__AIM OF THE EXERCISE__
Only the words of the entries are wanted, repeated exactly and without images.

RECORDS SUPPLIED below:

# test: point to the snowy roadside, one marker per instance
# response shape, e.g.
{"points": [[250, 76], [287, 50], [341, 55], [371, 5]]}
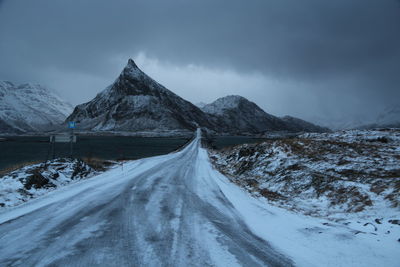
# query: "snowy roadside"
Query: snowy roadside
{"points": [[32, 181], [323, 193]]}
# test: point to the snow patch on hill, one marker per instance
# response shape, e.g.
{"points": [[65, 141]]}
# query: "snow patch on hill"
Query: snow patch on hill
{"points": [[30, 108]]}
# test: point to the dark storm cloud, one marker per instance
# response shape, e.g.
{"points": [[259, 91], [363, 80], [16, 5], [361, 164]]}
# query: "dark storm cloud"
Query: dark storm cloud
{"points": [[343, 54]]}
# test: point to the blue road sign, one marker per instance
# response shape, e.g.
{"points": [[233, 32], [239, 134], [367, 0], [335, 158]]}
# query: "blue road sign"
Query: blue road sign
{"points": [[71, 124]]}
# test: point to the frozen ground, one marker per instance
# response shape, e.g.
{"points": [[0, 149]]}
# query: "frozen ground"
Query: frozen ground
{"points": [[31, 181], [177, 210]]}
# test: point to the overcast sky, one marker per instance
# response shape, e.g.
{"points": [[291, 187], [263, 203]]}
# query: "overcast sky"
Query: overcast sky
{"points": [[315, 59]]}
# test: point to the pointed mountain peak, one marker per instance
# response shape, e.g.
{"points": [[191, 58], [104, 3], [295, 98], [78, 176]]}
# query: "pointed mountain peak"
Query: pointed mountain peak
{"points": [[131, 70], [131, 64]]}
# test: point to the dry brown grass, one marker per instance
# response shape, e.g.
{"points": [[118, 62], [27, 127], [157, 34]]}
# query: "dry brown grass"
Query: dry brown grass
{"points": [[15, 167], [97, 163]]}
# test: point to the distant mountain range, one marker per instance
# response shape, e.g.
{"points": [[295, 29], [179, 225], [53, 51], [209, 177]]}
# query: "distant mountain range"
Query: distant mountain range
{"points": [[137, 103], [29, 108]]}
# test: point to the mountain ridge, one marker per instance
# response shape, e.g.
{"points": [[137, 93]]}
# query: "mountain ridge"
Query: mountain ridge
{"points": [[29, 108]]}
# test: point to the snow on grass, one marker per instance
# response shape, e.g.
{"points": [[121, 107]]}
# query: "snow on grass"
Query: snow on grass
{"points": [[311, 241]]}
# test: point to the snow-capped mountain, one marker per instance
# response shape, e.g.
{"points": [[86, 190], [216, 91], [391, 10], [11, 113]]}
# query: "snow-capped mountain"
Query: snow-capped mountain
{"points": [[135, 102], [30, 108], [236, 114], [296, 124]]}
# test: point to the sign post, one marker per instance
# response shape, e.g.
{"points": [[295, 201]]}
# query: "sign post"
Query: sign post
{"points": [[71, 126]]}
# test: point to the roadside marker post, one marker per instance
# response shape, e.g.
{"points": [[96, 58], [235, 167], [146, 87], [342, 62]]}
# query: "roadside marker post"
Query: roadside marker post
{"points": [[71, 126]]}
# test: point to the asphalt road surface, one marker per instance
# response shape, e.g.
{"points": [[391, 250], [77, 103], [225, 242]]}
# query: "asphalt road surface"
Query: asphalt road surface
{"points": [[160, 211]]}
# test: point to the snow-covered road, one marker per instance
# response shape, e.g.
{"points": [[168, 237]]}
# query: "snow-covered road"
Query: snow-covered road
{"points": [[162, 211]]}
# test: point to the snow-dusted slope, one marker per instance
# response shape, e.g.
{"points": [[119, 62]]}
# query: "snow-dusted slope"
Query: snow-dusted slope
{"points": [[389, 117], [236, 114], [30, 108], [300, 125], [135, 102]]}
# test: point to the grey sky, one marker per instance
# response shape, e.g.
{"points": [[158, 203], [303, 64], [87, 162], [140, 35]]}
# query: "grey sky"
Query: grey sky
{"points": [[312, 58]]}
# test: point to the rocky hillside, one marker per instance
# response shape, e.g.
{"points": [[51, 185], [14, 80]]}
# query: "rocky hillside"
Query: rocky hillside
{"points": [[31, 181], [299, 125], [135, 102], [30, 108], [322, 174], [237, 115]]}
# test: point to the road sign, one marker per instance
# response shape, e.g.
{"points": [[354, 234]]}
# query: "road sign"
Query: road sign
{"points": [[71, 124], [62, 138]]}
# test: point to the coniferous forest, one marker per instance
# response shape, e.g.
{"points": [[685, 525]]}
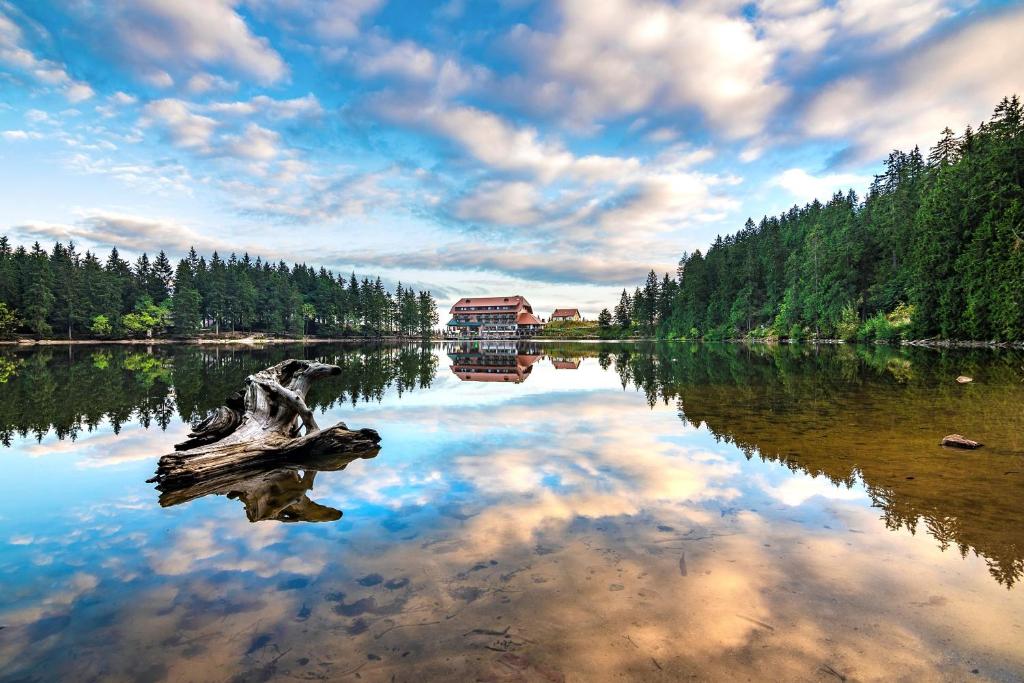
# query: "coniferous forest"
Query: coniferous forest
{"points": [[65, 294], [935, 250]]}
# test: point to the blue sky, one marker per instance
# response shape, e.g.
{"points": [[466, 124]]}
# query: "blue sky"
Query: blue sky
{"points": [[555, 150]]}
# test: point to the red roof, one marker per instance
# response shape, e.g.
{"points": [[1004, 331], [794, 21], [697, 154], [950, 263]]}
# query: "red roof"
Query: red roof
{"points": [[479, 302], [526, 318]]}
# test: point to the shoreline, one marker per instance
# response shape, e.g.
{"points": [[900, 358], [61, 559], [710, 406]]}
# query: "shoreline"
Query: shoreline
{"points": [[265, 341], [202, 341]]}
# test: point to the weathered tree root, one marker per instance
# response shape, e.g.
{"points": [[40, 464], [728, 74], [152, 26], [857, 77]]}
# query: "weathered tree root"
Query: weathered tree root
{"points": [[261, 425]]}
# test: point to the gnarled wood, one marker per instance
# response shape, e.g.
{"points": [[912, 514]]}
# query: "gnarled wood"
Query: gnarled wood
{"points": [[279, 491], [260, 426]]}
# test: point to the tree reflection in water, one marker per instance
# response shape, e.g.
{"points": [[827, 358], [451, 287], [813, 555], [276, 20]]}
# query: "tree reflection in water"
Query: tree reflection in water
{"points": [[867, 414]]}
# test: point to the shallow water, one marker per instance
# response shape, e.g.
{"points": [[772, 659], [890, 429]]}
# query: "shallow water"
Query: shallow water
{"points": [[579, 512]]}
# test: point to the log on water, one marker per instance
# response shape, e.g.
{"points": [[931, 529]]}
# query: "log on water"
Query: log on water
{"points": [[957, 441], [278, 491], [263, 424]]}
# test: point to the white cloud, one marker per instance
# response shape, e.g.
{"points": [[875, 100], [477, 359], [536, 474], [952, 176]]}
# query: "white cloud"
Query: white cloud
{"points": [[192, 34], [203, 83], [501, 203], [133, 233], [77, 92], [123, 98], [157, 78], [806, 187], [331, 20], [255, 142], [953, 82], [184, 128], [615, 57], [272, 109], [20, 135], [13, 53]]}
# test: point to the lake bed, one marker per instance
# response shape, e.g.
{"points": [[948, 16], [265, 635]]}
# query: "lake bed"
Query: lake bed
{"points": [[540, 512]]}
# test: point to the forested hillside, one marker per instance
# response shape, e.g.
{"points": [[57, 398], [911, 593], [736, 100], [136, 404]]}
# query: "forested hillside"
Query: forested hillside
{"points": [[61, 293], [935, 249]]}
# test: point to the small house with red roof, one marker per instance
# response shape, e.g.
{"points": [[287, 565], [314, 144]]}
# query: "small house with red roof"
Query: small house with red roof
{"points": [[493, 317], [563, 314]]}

End of RECORDS SUPPLIED.

__REPLY TO THE TASK__
# test: point to the snowy roadside, one marker per instance
# response shape, e.g.
{"points": [[250, 76], [287, 50], [341, 55], [371, 5]]}
# query: "snowy roadside"
Query: snowy roadside
{"points": [[32, 181], [323, 193]]}
# test: point to the snow patch on hill, one marker per instance
# response shape, e.g.
{"points": [[65, 141]]}
# query: "snow patch on hill"
Query: snow patch on hill
{"points": [[30, 108]]}
# test: point to the dark storm cloud, one marker per instance
# response shape, e.g.
{"points": [[259, 91], [363, 80], [16, 5], [361, 164]]}
# query: "dark storm cloud"
Query: dark storm cloud
{"points": [[343, 54]]}
# test: point to the blue road sign, one marker per instance
# response shape, e.g.
{"points": [[233, 32], [239, 134], [367, 0], [335, 158]]}
# query: "blue road sign"
Query: blue road sign
{"points": [[71, 124]]}
# test: point to the frozen ground, one marker per instance
# response shape, e.g.
{"points": [[0, 149]]}
# query: "frozen ground"
Query: frozen ground
{"points": [[31, 181], [177, 210]]}
# test: point to the overcast sky, one marker per instance
# response shape, e.g.
{"points": [[291, 187], [263, 203]]}
# query: "overcast sky"
Query: overcast sky
{"points": [[315, 59]]}
# test: point to the pointed mountain peak, one marker per instance
# response shape, e.g.
{"points": [[191, 58], [104, 3], [295, 98], [78, 176]]}
# query: "pointed mountain peak"
Query: pointed mountain peak
{"points": [[131, 70], [131, 64]]}
# test: point to the dry brown grass, one marker per instance
# response shape, e.g.
{"points": [[118, 62], [27, 127], [157, 34]]}
# query: "dry brown grass"
Query: dry brown grass
{"points": [[15, 167], [97, 163]]}
# test: point to the distant mountain range, one marker per instance
# response shape, e.g.
{"points": [[295, 29], [179, 225], [53, 51], [209, 177]]}
# query: "distant mountain range"
Query: distant mountain range
{"points": [[137, 103], [29, 108]]}
# test: point to the mountain ridge, one marker per instance
# response shape, e.g.
{"points": [[137, 93]]}
# query: "mountain ridge"
Query: mountain ridge
{"points": [[29, 108]]}
# test: point to the snow on grass, one marker per instance
# response shape, e.g.
{"points": [[121, 107]]}
# query: "snow on grass"
Query: snow on grass
{"points": [[311, 241]]}
# test: point to the snow-capped mountain, one marker per instance
# response shape, e.g.
{"points": [[86, 190], [216, 91], [391, 10], [11, 113]]}
# query: "snow-capped mountain"
Query: snow-capped mountain
{"points": [[135, 102], [30, 108], [236, 114], [296, 124]]}
# test: point to the sign post, one marker per instance
# response shape, e.g.
{"points": [[295, 201]]}
# query: "sign post"
Query: sign post
{"points": [[71, 126]]}
# test: point to the roadside marker post, one marker per instance
# response shape, e.g.
{"points": [[96, 58], [235, 167], [146, 87], [342, 62]]}
# query: "roadside marker post"
Query: roadside marker post
{"points": [[71, 126]]}
# test: point to the asphalt road surface, one marker per instance
# response shape, e.g.
{"points": [[391, 250], [77, 103], [225, 242]]}
# query: "asphalt road surface"
Query: asphalt road surface
{"points": [[160, 211]]}
# test: point to the snow-covered road, one marker per instance
# response shape, e.g.
{"points": [[168, 237]]}
# query: "snow-covered road"
Query: snow-covered road
{"points": [[162, 211]]}
# test: point to the snow-dusted slope, one marker per instance
# response shape, e.g.
{"points": [[119, 62]]}
# query: "snow-dusted slope"
Query: snow-dusted slope
{"points": [[389, 117], [236, 114], [30, 108], [300, 125], [135, 102]]}
# test: point to the grey sky, one marker per instance
# response shape, e.g.
{"points": [[158, 203], [303, 64], [87, 162], [140, 35]]}
# query: "grey sky"
Query: grey sky
{"points": [[312, 58]]}
# test: point to the rocky hillside, one marker per instance
# response shape, e.g.
{"points": [[51, 185], [14, 80]]}
# query: "rocky hillside"
Query: rocky hillside
{"points": [[31, 181], [299, 125], [135, 102], [30, 108], [322, 174], [237, 115]]}
# test: point to the road sign, one marker per instance
# response shape, e.g.
{"points": [[354, 234]]}
# query: "road sign"
Query: road sign
{"points": [[71, 124], [62, 138]]}
# test: point to the coniferous forest, one marker per instance
# response shape, e.g.
{"points": [[685, 525]]}
# query: "coniferous forest"
Query: coniferous forest
{"points": [[65, 294], [935, 250]]}
# test: point to the blue sky, one marker per instance
# response shape, e.g.
{"points": [[466, 124]]}
# query: "blue sky"
Query: blue sky
{"points": [[555, 150]]}
# test: point to the red roof, one marker per instance
# response shape, e.g.
{"points": [[1004, 331], [794, 21], [697, 154], [950, 263]]}
# query: "red roof"
Query: red roof
{"points": [[479, 302], [526, 318]]}
# test: point to the shoreline, one marker per instance
# response shape, e.g.
{"points": [[900, 358], [61, 559], [710, 406]]}
# query: "shoreline"
Query: shoreline
{"points": [[265, 341], [202, 341]]}
# test: point to the weathered tree root, one marker per instance
# response shape, e.g.
{"points": [[40, 464], [728, 74], [152, 26], [857, 77]]}
# query: "weathered tree root"
Query: weathered tree root
{"points": [[261, 425]]}
# test: point to the gnarled wood, one marker per instance
# response shape, e.g.
{"points": [[912, 514]]}
# query: "gnarled wood"
Query: gnarled wood
{"points": [[279, 491], [260, 426]]}
# test: point to the tree reflection in water, one marker per instance
# response shape, e.g.
{"points": [[827, 358], [451, 287], [813, 555], [276, 20]]}
# query: "tree reflection in water"
Query: tree reflection in water
{"points": [[867, 414]]}
# test: point to the shallow water, one marker per instance
# response shape, e.g.
{"points": [[772, 659], [890, 429]]}
# query: "shallow water"
Query: shallow water
{"points": [[579, 512]]}
# test: point to the log on water, one marker per instance
# response shape, e.g.
{"points": [[931, 529]]}
# query: "log on water"
Query: log on water
{"points": [[957, 441], [278, 491], [263, 424]]}
# test: point to the white cloud, one marker per instance
# response shape, e.g.
{"points": [[875, 100], [477, 359], [536, 474], [952, 176]]}
# query: "white cloud"
Query: white cloud
{"points": [[192, 34], [203, 83], [501, 203], [133, 233], [77, 92], [123, 98], [157, 78], [806, 187], [331, 20], [255, 142], [953, 82], [184, 128], [615, 57], [272, 109], [20, 135], [13, 53]]}
# test: point to the lake bed, one marker per instance
# response shape, e.g.
{"points": [[948, 16], [265, 635]]}
# query: "lake bed"
Query: lake bed
{"points": [[540, 512]]}
# test: point to the forested hillside, one marker per instance
# response shape, e.g.
{"points": [[57, 398], [911, 593], [736, 100], [136, 404]]}
# query: "forested hillside"
Query: forested hillside
{"points": [[61, 293], [935, 249]]}
# test: point to the small house with red roof, one marker per instance
# response shape, e.g.
{"points": [[287, 565], [314, 144]]}
# query: "small house with red roof"
Query: small house with red roof
{"points": [[493, 317], [563, 314]]}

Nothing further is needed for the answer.